*** Supplied records

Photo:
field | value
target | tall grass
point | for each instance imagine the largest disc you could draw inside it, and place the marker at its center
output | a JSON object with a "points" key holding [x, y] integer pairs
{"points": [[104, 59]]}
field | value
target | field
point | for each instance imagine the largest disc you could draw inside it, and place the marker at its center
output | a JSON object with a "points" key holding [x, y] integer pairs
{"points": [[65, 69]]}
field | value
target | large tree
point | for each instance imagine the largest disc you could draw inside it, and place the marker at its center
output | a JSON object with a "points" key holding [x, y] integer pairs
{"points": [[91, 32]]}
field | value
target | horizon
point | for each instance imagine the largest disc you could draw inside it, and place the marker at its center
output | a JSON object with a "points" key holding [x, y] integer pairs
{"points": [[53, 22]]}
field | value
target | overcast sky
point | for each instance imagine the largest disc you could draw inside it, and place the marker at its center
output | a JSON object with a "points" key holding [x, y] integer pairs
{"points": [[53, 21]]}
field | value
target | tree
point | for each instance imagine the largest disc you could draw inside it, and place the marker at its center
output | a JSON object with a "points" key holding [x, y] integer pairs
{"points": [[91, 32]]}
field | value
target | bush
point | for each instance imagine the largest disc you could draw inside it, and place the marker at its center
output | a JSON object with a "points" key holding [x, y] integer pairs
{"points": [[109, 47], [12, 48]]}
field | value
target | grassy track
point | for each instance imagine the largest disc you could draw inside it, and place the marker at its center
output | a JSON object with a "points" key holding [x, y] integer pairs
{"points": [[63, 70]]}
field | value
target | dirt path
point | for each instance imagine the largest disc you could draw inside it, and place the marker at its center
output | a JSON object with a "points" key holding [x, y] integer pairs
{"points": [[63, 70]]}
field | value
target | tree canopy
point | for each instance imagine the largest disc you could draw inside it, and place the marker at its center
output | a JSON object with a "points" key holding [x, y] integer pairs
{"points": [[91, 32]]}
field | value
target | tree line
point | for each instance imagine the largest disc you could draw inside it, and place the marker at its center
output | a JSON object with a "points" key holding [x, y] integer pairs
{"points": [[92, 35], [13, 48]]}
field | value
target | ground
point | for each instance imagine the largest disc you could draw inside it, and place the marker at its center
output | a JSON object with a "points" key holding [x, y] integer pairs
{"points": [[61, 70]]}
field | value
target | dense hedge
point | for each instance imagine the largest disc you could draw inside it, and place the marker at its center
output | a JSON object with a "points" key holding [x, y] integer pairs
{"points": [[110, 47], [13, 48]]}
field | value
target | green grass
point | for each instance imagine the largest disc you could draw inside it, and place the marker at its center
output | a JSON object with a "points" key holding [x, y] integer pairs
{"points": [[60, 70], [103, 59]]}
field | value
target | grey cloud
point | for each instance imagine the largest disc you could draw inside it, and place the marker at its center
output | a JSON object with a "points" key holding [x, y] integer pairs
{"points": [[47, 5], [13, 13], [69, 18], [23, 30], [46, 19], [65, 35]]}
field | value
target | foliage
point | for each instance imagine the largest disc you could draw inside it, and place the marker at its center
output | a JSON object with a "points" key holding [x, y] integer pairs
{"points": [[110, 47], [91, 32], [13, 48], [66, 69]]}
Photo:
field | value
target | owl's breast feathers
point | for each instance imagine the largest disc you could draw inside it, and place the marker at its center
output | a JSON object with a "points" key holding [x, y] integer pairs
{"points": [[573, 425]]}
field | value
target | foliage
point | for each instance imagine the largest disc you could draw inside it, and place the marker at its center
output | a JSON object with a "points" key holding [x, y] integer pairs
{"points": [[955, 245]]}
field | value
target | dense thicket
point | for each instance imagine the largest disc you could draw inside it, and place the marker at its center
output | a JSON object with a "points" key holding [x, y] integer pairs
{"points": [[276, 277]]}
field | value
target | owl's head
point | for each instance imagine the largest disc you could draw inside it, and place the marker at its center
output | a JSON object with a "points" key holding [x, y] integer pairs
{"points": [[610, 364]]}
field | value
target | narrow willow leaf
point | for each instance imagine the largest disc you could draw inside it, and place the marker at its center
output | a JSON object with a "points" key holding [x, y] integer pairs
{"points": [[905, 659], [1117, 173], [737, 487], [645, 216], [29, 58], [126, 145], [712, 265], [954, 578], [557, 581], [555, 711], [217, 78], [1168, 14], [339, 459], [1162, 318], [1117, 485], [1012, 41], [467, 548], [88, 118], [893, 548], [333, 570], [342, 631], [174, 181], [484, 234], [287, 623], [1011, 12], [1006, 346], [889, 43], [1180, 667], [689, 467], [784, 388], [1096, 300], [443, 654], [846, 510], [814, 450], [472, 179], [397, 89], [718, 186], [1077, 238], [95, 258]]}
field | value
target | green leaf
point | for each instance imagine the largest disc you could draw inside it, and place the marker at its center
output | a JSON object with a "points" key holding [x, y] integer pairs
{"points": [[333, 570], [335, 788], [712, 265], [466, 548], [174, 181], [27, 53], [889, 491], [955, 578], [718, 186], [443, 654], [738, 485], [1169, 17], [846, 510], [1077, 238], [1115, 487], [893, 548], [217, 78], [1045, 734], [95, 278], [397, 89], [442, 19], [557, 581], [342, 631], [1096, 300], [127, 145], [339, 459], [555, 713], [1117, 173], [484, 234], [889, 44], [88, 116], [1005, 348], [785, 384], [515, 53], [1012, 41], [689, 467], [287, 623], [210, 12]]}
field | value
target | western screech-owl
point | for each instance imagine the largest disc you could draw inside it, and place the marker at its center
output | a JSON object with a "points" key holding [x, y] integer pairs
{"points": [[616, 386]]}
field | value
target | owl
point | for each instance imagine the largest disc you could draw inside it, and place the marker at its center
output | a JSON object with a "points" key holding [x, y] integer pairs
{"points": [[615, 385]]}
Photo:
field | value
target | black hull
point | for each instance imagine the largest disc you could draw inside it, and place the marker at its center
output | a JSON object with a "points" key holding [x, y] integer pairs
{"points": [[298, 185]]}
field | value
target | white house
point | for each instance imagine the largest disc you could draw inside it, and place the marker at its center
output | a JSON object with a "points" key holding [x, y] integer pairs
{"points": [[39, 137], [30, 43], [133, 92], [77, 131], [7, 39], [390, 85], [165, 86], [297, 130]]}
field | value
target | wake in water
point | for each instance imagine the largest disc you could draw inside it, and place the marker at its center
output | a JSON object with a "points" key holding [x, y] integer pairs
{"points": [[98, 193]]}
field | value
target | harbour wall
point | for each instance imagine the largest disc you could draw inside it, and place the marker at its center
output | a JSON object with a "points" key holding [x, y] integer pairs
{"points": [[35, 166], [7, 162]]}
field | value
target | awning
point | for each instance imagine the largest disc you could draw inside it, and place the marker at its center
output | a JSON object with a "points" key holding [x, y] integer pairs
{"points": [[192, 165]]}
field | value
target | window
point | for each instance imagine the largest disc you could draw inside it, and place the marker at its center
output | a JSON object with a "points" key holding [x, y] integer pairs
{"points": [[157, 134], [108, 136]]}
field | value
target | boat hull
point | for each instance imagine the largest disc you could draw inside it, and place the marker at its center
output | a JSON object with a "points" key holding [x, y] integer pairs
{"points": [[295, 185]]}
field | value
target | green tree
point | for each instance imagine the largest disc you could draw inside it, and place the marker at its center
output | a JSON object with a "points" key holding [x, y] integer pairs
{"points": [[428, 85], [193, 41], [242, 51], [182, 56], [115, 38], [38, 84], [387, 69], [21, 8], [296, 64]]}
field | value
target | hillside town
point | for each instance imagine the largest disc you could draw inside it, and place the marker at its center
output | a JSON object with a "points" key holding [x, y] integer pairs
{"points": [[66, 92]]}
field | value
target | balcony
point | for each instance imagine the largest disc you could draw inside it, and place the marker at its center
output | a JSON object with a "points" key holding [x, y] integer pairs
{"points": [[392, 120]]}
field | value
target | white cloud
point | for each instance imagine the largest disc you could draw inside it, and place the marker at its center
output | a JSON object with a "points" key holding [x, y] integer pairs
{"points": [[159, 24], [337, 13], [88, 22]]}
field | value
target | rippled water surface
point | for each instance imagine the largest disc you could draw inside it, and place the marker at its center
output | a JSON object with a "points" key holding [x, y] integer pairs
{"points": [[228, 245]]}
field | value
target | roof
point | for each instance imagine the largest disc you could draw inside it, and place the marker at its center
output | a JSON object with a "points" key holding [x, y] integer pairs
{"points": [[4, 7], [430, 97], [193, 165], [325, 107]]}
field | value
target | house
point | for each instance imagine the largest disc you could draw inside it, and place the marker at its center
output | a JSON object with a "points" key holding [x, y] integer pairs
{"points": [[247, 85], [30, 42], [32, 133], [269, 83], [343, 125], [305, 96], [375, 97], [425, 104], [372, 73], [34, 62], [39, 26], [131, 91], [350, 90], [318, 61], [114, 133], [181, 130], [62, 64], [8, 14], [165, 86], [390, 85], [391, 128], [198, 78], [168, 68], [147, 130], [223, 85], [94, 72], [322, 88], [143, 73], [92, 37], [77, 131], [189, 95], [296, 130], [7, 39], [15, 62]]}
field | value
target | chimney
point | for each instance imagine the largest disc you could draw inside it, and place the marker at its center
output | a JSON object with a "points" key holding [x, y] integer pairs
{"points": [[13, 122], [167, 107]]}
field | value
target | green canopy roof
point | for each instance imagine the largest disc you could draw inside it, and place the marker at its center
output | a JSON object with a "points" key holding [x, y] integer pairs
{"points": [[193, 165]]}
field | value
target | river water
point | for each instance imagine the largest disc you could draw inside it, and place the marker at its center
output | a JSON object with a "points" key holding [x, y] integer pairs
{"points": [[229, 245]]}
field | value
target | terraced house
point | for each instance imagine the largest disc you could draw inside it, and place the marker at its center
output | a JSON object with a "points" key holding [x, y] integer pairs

******

Challenge – Gather every line of the data above that contains the string "tree", and treat uppercase and lowercase letters as different.

The reply –
target | large tree
target | tree
target | tree canopy
target | tree line
target | green tree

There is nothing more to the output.